**** Page excerpt

Thursday, September 6, 2012

Boeing or Bust

I'm leaving tomorrow for an overseas business trip and like EVERY other time I cross the Pacific, I find myself paralyzed by the number of tasks that I must accomplish before leaving.

Of course, it is vitally important that I clean every square inch of the house. Why?  I'm not sure but somewhere, there must exist a bible for good wives and mothers that ranks a spotless home as top among those identity-affirming characteristics.

Bedsheets must be changed.  This is essential because I'm not interested in arriving back in Auckland in two weeks time to be greeted by both my family and their sheets, which will have sprung forth from the bed screaming, "For Chrissakes, WASH ME!"

Speaking of laundry...

It all has to be done because the last time I went away, Dallas text asking me to send directions on how to operate the washing machine.

True story.

********
**** Listed entries

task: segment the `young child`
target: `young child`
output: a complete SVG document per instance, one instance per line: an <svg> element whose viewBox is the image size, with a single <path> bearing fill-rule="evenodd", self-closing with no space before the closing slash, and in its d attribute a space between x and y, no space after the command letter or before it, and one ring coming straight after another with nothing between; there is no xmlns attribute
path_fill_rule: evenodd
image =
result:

********
**** Listed entries

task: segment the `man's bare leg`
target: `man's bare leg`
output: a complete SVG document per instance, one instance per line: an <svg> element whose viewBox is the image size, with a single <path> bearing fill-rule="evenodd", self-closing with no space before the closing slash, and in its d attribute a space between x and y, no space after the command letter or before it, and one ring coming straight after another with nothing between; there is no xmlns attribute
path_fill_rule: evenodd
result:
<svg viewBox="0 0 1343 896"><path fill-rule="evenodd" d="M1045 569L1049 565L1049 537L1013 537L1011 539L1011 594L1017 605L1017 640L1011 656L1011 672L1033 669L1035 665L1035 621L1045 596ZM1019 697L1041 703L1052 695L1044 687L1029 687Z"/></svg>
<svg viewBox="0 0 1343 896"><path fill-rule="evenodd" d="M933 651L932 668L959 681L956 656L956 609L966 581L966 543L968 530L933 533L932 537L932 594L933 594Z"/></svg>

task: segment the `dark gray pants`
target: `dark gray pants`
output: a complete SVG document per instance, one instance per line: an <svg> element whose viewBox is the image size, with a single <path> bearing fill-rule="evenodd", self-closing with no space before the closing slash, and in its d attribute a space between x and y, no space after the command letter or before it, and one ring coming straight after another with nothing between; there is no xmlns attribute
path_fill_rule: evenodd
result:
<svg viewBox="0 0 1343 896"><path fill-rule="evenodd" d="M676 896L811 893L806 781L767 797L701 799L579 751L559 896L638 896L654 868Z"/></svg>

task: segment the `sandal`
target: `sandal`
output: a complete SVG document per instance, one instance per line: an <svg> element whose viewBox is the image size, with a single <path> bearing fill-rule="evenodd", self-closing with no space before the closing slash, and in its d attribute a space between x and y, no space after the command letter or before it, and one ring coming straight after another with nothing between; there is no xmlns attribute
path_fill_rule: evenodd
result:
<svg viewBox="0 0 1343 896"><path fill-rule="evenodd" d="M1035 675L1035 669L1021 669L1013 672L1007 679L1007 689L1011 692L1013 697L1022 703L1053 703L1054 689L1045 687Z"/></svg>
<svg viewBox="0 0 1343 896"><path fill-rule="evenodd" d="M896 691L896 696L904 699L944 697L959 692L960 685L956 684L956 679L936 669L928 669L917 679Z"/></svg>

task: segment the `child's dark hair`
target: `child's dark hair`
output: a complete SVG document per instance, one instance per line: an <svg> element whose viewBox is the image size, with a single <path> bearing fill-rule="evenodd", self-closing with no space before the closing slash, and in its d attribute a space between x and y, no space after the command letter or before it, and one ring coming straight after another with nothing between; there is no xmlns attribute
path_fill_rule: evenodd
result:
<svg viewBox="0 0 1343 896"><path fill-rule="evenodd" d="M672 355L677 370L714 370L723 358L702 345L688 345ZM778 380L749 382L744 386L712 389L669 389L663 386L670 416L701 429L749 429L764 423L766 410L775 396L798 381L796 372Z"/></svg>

********

> Requirement 1:
Do these statements agree with the Boeing or Bust post? Answer yes or no for each, and quote the words from the post that decide it.
(a) The trip the writer is about to take is for business and goes overseas.
(b) The writer expects to be back in Auckland in two weeks.
(c) Dallas once phoned to ask how to run the dishwasher.
> Requirement 2:
According to the Boeing or Bust post, what did Dallas ask the writer to send the last time the writer went away?
> Requirement 3:
Write the next part of the Boeing or Bust post, beginning right after its last sentence.
You won't need the items for any of this.

> Exercise result 1:
(a) Yes: "I'm leaving tomorrow for an overseas business trip"
(b) Yes: "arriving back in Auckland in two weeks time"
(c) No: "Dallas text asking me to send directions on how to operate the washing machine"

> Exercise result 2:
Directions on how to operate the washing machine.

> Exercise result 3:
I love my mother in law and if I don't do the laundry, I will be able to go on Google Earth and see my husband's jeans flapping in the wind on the clothesline at her house because he still thinks it's perfectly ok to have his mum clean his clothes.

Of course, there are also all of those last minute business issues that need to be tied up before leaving.  I do have better than half a day on an airplane but I won't be working there.  I will be drinking bubbles, popping controlled medicine and (hopefully), sleeping most of the way over the Pacific.  You see, tomorrow morning, I will be out on the water with my teammates, paddling just over 25km.  This journey takes a little under three hours to accomplish.  Many, many calories will be expended.  Muscles will scream.  By the time I board the plane tomorrow night, I expect to be shattered.  I'll probably snore, which is when I am my most attractive.  Bottom line, the presentations have to be finished before I go.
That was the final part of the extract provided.